__Exercise details__: Pick out each line below that contains the word "ground", and copy those lines.
*-*-*
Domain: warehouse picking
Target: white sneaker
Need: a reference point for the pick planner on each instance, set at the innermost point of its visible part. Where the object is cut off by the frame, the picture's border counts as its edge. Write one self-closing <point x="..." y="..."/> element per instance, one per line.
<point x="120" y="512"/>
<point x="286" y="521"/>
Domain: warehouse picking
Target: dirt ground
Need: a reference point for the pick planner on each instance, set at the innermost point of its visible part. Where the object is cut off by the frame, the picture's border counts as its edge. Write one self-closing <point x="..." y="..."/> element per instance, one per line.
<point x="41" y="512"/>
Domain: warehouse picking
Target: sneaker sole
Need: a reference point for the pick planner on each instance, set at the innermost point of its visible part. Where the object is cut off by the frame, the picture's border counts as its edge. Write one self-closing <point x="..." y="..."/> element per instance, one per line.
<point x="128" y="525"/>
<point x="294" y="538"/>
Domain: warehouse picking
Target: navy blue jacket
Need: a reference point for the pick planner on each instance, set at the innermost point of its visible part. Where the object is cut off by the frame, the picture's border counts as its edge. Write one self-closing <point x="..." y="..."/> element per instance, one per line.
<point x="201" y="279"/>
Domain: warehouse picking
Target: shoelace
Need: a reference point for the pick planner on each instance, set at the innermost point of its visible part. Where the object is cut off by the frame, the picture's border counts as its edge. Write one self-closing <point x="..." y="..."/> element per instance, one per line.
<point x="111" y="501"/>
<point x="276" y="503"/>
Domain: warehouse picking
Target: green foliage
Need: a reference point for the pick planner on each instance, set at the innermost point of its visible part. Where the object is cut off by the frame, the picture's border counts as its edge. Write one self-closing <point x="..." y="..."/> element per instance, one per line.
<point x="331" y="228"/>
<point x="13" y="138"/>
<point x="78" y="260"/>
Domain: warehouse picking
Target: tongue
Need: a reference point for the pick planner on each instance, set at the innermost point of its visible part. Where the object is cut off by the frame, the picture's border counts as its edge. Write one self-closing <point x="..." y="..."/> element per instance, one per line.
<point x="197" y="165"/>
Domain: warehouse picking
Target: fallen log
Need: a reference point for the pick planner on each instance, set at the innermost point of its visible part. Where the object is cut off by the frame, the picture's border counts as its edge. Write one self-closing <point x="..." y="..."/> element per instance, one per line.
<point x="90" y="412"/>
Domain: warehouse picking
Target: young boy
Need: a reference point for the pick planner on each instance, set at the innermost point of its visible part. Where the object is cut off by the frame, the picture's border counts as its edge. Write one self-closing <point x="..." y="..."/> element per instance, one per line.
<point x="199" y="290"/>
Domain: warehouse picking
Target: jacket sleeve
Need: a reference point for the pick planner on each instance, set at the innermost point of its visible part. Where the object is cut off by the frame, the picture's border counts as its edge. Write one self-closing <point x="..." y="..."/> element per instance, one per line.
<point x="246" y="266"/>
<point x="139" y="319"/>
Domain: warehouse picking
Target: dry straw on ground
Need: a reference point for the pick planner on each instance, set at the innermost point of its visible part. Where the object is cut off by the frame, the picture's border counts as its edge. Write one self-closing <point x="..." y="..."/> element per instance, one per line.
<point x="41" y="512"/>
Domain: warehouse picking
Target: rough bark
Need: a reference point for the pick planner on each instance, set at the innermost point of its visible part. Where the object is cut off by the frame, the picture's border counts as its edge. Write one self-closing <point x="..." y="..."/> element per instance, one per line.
*-*-*
__Correct result__:
Target: dirt ground
Target: dry straw on ground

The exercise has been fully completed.